EXERCISE TASKS:
1) Repeat word for word the part of the passage on cheap meat that begins with "Cheap beef: it’s" and ends with "out of mind.".
2) In the passage on cheap meat, what town was the writer driving through last week?

EXCERPT TO READ:
+---+
Cheap beef: it’s whats for dinner. Or chicken or pork for that matter. In this age of industrial agriculture, “cheap” meat actually comes at high costs to the animals we eat, to the land on which it is raised, and to our bodies.
As I was driving through Dodge City, Kansas, last week, I could smell the stench of cruel and inhumane animal farming practices well before I could see it. As I neared some hillsides I caught glimpses of endless seas of CAFOS around me. They were hidden from most lines of sight from the road I was driving on, kind of like landfills are hidden from all of us who use them. Out of site and out of mind.
+---+
DATA UNDER STUDY:
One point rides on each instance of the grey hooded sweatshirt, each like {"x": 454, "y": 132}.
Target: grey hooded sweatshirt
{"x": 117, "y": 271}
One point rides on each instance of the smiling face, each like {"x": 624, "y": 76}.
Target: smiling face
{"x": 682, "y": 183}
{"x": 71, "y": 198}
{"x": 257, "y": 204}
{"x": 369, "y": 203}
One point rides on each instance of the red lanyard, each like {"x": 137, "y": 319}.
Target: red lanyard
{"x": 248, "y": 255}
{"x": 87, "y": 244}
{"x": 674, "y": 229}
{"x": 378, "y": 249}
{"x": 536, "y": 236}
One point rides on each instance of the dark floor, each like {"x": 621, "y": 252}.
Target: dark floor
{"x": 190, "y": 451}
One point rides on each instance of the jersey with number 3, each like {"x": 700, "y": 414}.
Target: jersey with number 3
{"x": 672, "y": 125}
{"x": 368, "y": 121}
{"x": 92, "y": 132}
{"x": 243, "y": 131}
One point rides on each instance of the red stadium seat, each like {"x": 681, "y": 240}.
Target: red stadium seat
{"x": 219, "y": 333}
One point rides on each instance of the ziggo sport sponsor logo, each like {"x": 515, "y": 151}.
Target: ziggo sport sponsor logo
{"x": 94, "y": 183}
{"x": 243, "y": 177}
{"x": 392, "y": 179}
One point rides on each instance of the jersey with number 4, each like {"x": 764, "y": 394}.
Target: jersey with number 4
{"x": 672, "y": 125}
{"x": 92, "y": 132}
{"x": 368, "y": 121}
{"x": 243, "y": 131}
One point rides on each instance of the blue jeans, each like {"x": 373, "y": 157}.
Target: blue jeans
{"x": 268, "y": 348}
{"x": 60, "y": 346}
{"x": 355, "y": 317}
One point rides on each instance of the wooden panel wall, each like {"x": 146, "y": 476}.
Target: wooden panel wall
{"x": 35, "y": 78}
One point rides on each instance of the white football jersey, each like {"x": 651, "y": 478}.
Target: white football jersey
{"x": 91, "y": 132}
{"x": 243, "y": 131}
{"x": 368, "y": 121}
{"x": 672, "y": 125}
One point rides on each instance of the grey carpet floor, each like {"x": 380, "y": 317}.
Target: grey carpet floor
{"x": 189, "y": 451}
+---+
EXERCISE RESPONSES:
1)
Cheap beef: it’s whats for dinner. Or chicken or pork for that matter. In this age of industrial agriculture, “cheap” meat actually comes at high costs to the animals we eat, to the land on which it is raised, and to our bodies.
As I was driving through Dodge City, Kansas, last week, I could smell the stench of cruel and inhumane animal farming practices well before I could see it. As I neared some hillsides I caught glimpses of endless seas of CAFOS around me. They were hidden from most lines of sight from the road I was driving on, kind of like landfills are hidden from all of us who use them. Out of site and out of mind.

2) Dodge City, Kansas.